• Данный отрывок:

---*---

Тихим незаметным был Бергер, но тупым его уж никак не назовешь, если в фразах Натальи Федоровны увидел свое спасение. Вот только как воспользоваться услышанным?» думал поручик. И вспомнил он о том, что граф Лесток, не раз встречаемый в полку Бергером, легко вхож к самой императрице
И пошел он к Лестоку, чтобы «поразмышлять» вместе – что это за «лучшие времена» такие? Не надеются ли Лопухины и их окружение на возвращение трона свергнутому Ивану Антоновичу Брауншвейгскому? Лесток внимательно выслушал курляндца и велел Бергеру вызвать Ивана Лопухина на откровенность и даже в помощь ему нужного человека дал. А тут и праздник к случаю явился и пьянка в вольном доме… У пьяного Лопухина язык и развязался. Бергер сидит, беседует, а за другим столом сидит нужный человек и слово в слово записывает.
Л о п у х и н. – Ныне супротив прежнего времени жизнь не в пример скучнее.
Б е р г е р. – Должна же быть тому какая-нибудь причина?
Л о п у х и н. – Та и есть причина, что ныне веселье никому на ум нейдет. Вот, хоть о себе укажу. При дворе принцессы Анны Леопольдовны был и камер-юнкером в ранге полковника, а ныне определен в подполковники, да и то неведомо куда – в гвардию или армию. Это не обида? Обида мне, что каналья какая-нибудь – Лялин или Сивере в чины произведены из матросов. А сказать тебе, за что? За скверное дело. Ныне, друг любезный, веселится только наша государыня. В Царское Село со всякими непотребными людьми ездит, аглицким пивом напивается, а те.
Б е р г е р. – Действительно, императрица очень весело время проводит.
Л о п у х и н. Императрица! Да знаешь ли ты, что ей и императрицей быть не следовало? Незаконная – раз; другое: фельдмаршал князь Долгоруков сказывал, что в те поры, когда Император Петр II скончался, хотя б и надлежало Елизавету Петровну к наследству допустить, да она беременна была. Теперь она Ивана Антоновича и принцессу Анну Леопольдовну со всем семейством в Риге под караулом держит, а того не знает, что рижский караул очень к принцу и к принцессе склонен и с лейб-компанией потягается. Думаешь, не сладит с тремястами канальями? Прежний караул крепче был, да сделали дело.

---*---

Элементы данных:
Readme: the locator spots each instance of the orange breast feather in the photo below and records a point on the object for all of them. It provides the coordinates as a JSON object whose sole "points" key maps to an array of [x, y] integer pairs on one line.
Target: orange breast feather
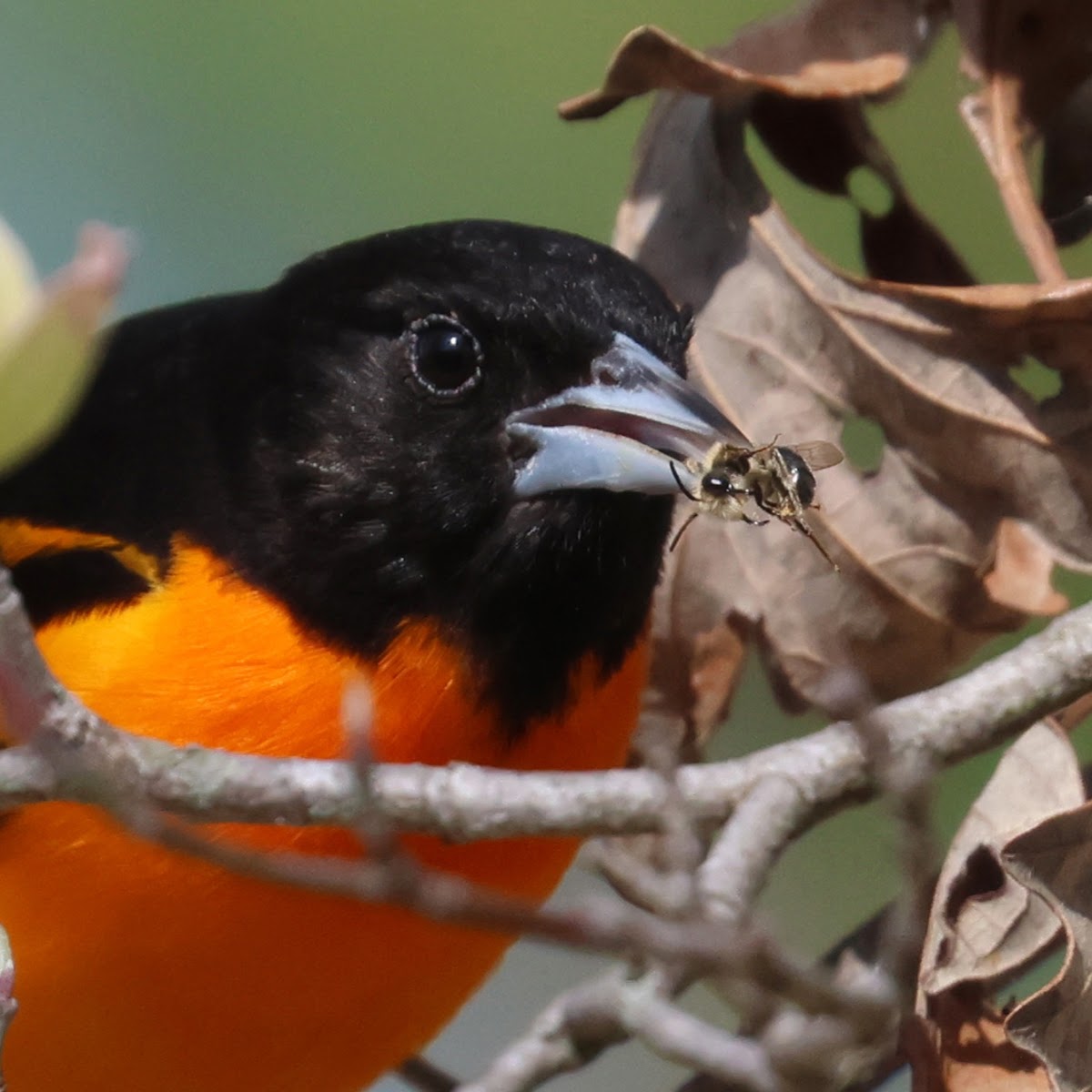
{"points": [[146, 972]]}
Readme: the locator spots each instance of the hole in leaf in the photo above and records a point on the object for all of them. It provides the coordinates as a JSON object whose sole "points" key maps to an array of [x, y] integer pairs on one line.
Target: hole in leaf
{"points": [[869, 192], [863, 441], [1036, 379]]}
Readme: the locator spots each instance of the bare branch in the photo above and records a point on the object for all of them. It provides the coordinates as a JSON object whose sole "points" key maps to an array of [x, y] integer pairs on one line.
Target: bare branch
{"points": [[831, 767]]}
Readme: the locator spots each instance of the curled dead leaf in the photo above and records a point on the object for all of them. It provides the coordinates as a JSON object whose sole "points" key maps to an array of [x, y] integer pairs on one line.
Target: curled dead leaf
{"points": [[792, 348], [1054, 860], [984, 925]]}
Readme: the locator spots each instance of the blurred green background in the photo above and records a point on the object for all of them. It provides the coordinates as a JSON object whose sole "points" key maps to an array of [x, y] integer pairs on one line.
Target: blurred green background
{"points": [[233, 139]]}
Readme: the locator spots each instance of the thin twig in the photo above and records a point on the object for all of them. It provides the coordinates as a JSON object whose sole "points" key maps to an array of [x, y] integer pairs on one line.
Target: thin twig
{"points": [[947, 724]]}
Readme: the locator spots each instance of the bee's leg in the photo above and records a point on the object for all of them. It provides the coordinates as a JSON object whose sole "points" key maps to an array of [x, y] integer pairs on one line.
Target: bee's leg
{"points": [[678, 534], [686, 492], [802, 527]]}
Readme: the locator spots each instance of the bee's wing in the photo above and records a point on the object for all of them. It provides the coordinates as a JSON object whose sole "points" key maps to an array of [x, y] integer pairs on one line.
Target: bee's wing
{"points": [[818, 454]]}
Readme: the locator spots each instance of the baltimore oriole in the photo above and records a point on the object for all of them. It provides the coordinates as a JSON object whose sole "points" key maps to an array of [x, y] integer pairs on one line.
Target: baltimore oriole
{"points": [[440, 458]]}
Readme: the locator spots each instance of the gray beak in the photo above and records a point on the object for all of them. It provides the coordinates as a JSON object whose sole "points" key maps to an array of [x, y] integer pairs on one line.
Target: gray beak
{"points": [[623, 431]]}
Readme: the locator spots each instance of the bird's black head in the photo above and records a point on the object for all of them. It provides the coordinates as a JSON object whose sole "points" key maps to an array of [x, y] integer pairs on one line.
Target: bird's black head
{"points": [[388, 470], [347, 440]]}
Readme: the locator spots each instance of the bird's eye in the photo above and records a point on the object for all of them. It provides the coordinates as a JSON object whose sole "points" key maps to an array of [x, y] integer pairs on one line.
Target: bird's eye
{"points": [[446, 358]]}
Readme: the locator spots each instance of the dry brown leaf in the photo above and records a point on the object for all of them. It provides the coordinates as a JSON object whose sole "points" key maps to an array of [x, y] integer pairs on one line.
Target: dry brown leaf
{"points": [[1030, 56], [825, 48], [1055, 861], [786, 345], [802, 76], [1020, 577], [984, 925], [966, 1049]]}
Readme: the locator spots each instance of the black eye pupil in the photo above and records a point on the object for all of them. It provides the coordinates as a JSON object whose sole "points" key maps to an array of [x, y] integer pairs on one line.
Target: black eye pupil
{"points": [[447, 359]]}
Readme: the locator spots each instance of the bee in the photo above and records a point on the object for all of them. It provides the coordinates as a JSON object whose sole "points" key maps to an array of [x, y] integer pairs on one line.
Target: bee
{"points": [[778, 479]]}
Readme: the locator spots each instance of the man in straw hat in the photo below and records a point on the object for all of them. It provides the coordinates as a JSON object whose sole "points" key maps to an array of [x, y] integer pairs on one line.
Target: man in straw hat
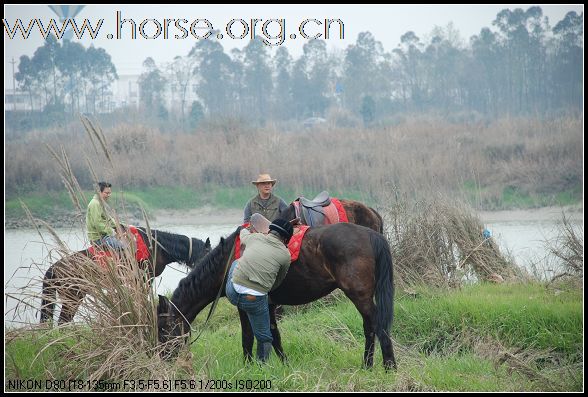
{"points": [[265, 203]]}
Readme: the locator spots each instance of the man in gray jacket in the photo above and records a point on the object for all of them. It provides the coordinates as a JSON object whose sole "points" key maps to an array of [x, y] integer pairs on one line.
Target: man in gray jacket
{"points": [[261, 268]]}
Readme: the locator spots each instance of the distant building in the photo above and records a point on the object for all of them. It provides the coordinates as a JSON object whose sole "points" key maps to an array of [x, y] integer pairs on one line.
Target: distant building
{"points": [[19, 101], [125, 91]]}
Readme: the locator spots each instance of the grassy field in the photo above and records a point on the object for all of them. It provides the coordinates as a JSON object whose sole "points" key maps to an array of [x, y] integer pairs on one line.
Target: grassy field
{"points": [[51, 205], [502, 164], [483, 337]]}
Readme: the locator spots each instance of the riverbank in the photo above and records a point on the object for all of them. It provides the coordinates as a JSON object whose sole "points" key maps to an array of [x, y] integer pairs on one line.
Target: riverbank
{"points": [[209, 215]]}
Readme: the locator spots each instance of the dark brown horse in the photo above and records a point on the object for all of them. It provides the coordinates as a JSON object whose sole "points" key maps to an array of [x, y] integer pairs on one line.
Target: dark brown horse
{"points": [[350, 257], [357, 213], [165, 247]]}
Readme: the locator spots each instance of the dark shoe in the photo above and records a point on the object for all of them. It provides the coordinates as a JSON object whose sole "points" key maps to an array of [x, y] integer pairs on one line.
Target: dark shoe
{"points": [[263, 351]]}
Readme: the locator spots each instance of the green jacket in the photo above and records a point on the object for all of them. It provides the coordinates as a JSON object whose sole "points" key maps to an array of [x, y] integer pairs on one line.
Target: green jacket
{"points": [[264, 262], [98, 222], [269, 208]]}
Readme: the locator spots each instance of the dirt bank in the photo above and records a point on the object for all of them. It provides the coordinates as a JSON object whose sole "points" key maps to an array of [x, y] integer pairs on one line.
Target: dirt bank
{"points": [[200, 216], [575, 214]]}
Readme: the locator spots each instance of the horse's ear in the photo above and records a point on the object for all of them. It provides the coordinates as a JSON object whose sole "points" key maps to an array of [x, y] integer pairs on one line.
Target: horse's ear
{"points": [[163, 305]]}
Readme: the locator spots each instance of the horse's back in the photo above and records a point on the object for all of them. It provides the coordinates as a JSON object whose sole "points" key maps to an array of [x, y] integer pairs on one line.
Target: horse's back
{"points": [[360, 214]]}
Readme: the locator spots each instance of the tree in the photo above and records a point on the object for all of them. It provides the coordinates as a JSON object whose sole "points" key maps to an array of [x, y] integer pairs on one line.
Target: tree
{"points": [[182, 73], [310, 80], [218, 86], [151, 87], [363, 72], [409, 63], [196, 113], [368, 110], [283, 101], [568, 61], [257, 80]]}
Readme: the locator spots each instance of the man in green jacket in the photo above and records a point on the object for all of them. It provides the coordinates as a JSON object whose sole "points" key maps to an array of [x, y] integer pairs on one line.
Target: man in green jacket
{"points": [[101, 226], [260, 269]]}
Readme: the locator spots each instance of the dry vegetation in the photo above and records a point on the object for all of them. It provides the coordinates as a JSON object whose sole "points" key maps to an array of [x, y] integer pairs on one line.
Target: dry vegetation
{"points": [[438, 242], [417, 157]]}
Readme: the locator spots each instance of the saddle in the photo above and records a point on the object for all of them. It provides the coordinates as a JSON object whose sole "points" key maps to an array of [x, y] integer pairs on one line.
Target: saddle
{"points": [[318, 211], [101, 254]]}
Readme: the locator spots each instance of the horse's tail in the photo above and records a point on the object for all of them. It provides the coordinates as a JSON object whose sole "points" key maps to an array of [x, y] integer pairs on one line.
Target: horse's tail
{"points": [[377, 214], [384, 285], [48, 296]]}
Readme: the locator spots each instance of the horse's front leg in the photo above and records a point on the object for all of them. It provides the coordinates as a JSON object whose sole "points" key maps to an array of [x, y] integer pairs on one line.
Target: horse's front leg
{"points": [[368, 331], [277, 339], [246, 336]]}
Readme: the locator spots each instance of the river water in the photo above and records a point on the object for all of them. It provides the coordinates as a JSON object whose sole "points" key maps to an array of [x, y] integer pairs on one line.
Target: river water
{"points": [[27, 255]]}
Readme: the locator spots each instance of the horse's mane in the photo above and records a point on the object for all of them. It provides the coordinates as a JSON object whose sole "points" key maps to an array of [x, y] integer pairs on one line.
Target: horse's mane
{"points": [[200, 281], [176, 245]]}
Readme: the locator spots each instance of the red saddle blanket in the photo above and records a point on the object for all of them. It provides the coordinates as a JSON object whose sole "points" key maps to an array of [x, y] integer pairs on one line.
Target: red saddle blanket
{"points": [[101, 256], [333, 213], [293, 246], [340, 210]]}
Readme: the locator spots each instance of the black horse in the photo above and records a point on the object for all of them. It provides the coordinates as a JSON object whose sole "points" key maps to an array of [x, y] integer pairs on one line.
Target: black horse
{"points": [[350, 257], [357, 213], [165, 247]]}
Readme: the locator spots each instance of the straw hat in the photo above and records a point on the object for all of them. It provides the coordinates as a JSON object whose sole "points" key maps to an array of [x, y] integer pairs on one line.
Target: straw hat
{"points": [[264, 178]]}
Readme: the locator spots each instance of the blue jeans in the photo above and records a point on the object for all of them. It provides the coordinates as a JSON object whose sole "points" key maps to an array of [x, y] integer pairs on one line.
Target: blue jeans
{"points": [[110, 241], [256, 307]]}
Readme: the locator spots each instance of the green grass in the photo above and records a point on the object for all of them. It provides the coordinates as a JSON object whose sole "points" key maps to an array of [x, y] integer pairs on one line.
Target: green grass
{"points": [[513, 197], [444, 341], [50, 204]]}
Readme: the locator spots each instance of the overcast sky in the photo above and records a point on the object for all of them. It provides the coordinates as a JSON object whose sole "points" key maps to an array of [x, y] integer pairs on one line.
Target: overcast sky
{"points": [[386, 22]]}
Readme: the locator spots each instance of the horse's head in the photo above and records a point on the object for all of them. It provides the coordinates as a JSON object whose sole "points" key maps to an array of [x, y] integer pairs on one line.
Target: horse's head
{"points": [[201, 252], [290, 213], [172, 328]]}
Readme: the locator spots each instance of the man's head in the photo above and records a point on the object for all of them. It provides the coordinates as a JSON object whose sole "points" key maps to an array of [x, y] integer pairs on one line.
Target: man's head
{"points": [[264, 184], [283, 228], [105, 190]]}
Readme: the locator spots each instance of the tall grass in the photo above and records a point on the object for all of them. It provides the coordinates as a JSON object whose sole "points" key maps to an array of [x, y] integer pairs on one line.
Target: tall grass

---*---

• Условие задания: Воспроизведите без изменений часть текста о Бергере и Лопухине: кусок от слов «Тихим незаметным был» до слов «в пример скучнее.» включительно.

• Решение задания:
Тихим незаметным был Бергер, но тупым его уж никак не назовешь, если в фразах Натальи Федоровны увидел свое спасение. Вот только как воспользоваться услышанным?» думал поручик. И вспомнил он о том, что граф Лесток, не раз встречаемый в полку Бергером, легко вхож к самой императрице
И пошел он к Лестоку, чтобы «поразмышлять» вместе – что это за «лучшие времена» такие? Не надеются ли Лопухины и их окружение на возвращение трона свергнутому Ивану Антоновичу Брауншвейгскому? Лесток внимательно выслушал курляндца и велел Бергеру вызвать Ивана Лопухина на откровенность и даже в помощь ему нужного человека дал. А тут и праздник к случаю явился и пьянка в вольном доме… У пьяного Лопухина язык и развязался. Бергер сидит, беседует, а за другим столом сидит нужный человек и слово в слово записывает.
Л о п у х и н. – Ныне супротив прежнего времени жизнь не в пример скучнее.